### DOCUMENT EXCERPT:
━━━━━━━━━━━━━━━━━━━━

Overview
A bit of background. Our development process suffered from a lot of tech rot. There was a base vagrant image that spun up infrastructure that sort of matched our development environment in AWS. The big issue was it was not supported officially by anyone in the organization. The config management to bootstrap the vagrant images was in Chef but in development and production we were using Salt. A lot of the developers didn’t even use the vagrant image and just setup their local environments to try to mimic production as best they could.
So as an organization we decided to use Docker to help fix the problem. The goal was for developers to develop on a container that would then get pushed into production which was running Kubernetes.
The idea was if it worked on their local laptop then it would work in production. So we set out on ideas on how to make this happen. The mile high overview is that all development infrastructure should be spun up and down using docker-compose and the same Dockerfile that compose uses should be used in our dev and production environments.
So the basic overview of our pipline looks like this.
- Developers use docker-compose to spin up infrastructure and develop locally.
- They check in their code to gitlab and create a merge request
- Once the merge request is merged into the dev branch Jenkins then builds the application and if that passes it runs a build job which builds the container and pushes it to a local registry.
- Once the container image is in the registry it sends a API request to our deployment tool which then uses a mix of the Kubernetes API and fabric to deploy the application into Kubernetes.
- The deployment tool uses a blue/green deployment process which launches up a mirror of the current running replication controller on a different NodePort. Once the replication controller is online and ready to accept traffic it will tell the load balancers to reload their configs to send traffic to the new color and then shutdown the old color.

━━━━━━━━━━━━━━━━━━━━

[Pointing entries for named objects]

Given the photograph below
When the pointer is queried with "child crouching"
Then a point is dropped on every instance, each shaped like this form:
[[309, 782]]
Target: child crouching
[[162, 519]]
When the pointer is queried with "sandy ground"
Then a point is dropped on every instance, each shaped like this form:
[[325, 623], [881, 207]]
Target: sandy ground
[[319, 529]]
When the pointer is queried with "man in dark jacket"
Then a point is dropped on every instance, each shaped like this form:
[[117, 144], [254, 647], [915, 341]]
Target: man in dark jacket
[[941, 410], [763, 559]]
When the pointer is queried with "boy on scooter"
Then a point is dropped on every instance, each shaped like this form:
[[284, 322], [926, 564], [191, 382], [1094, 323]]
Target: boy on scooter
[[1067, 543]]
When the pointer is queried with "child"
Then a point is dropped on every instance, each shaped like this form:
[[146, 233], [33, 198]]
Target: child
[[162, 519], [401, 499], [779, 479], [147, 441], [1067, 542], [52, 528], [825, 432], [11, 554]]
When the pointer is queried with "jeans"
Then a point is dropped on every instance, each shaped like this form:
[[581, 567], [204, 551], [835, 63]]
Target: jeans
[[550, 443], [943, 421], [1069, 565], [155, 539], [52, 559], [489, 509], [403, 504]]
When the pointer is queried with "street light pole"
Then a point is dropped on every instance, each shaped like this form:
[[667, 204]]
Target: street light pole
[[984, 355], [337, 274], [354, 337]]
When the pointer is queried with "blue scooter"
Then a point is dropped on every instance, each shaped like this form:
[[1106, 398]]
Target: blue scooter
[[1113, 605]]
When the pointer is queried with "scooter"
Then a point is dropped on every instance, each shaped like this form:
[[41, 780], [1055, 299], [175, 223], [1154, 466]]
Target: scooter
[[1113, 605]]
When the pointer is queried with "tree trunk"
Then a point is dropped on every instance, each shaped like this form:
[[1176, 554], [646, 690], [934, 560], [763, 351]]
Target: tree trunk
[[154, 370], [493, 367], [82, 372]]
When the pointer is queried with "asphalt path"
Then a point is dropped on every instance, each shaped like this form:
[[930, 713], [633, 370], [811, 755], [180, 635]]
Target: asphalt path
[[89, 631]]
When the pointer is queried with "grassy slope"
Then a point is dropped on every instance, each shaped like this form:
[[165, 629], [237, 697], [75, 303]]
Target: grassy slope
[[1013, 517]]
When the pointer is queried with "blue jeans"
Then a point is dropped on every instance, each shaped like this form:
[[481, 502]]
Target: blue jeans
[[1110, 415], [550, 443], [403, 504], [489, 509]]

━━━━━━━━━━━━━━━━━━━━

### TASKS TO CARRY OUT:
1 > Extract the portion of the pipeline overview that runs from "- Developers use" up to and including "a local registry.", character for character.
2 > Copy the rows verbatim, from the first line of the rows up to and including the line that contains "[[984, 355], [337, 274], [354, 337]]".
The pipeline overview and the rows are independent of each other.

### SOLUTIONS BY TASK:
1 >
- Developers use docker-compose to spin up infrastructure and develop locally.
- They check in their code to gitlab and create a merge request
- Once the merge request is merged into the dev branch Jenkins then builds the application and if that passes it runs a build job which builds the container and pushes it to a local registry.

2 >
Given the photograph below
When the pointer is queried with "child crouching"
Then a point is dropped on every instance, each shaped like this form:
[[309, 782]]
Target: child crouching
[[162, 519]]
When the pointer is queried with "sandy ground"
Then a point is dropped on every instance, each shaped like this form:
[[325, 623], [881, 207]]
Target: sandy ground
[[319, 529]]
When the pointer is queried with "man in dark jacket"
Then a point is dropped on every instance, each shaped like this form:
[[117, 144], [254, 647], [915, 341]]
Target: man in dark jacket
[[941, 410], [763, 559]]
When the pointer is queried with "boy on scooter"
Then a point is dropped on every instance, each shaped like this form:
[[284, 322], [926, 564], [191, 382], [1094, 323]]
Target: boy on scooter
[[1067, 543]]
When the pointer is queried with "child"
Then a point is dropped on every instance, each shaped like this form:
[[146, 233], [33, 198]]
Target: child
[[162, 519], [401, 499], [779, 479], [147, 441], [1067, 542], [52, 528], [825, 432], [11, 554]]
When the pointer is queried with "jeans"
Then a point is dropped on every instance, each shaped like this form:
[[581, 567], [204, 551], [835, 63]]
Target: jeans
[[550, 443], [943, 421], [1069, 565], [155, 539], [52, 559], [489, 509], [403, 504]]
When the pointer is queried with "street light pole"
Then a point is dropped on every instance, each shaped like this form:
[[667, 204]]
Target: street light pole
[[984, 355], [337, 274], [354, 337]]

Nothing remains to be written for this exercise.